> SUPPLIED RECORDS
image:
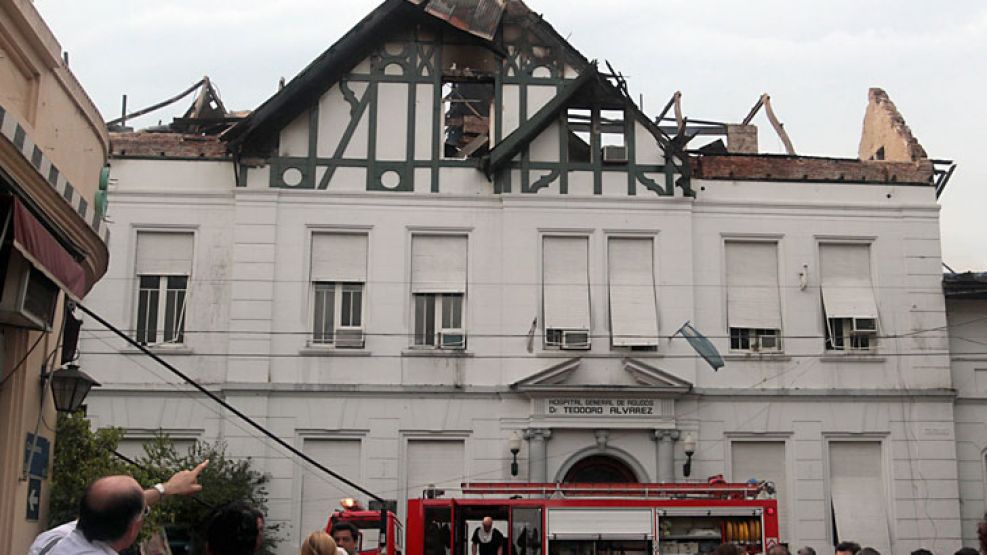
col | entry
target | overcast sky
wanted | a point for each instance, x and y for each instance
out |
(816, 64)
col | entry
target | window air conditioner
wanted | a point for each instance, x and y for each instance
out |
(575, 339)
(349, 338)
(452, 339)
(865, 326)
(28, 297)
(766, 343)
(613, 154)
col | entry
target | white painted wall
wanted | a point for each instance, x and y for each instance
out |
(249, 316)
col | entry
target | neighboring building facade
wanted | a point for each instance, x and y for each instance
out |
(966, 312)
(53, 147)
(428, 242)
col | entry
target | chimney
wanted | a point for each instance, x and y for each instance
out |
(741, 139)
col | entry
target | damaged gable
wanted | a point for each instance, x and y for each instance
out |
(885, 134)
(421, 96)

> TASK STATEMENT
Reproduce the data verbatim. Do not carry any picture into the copy.

> WRITTEN SOLUTION
image:
col | entry
target | overcast sky
wanted | a point for each instance, x and y for each instance
out |
(816, 64)
col | entry
target | window air conditioner
wanted | a point for each instance, x and y for each instance
out |
(575, 339)
(349, 338)
(452, 339)
(865, 326)
(28, 297)
(766, 343)
(613, 154)
col | entry
target | white painted wall
wanted | a point for each instance, x and y for each instance
out |
(249, 316)
col | entry
target | neighboring building facade
wanted | a point for each instance, x and y for each instance
out |
(966, 312)
(53, 147)
(428, 242)
col | entry
target | chimney
wanted | a point for each instance, x and y for each instance
out |
(741, 139)
col | entry
target | damaged gable
wanted | a point for each instance, x and y for each instance
out |
(885, 134)
(421, 96)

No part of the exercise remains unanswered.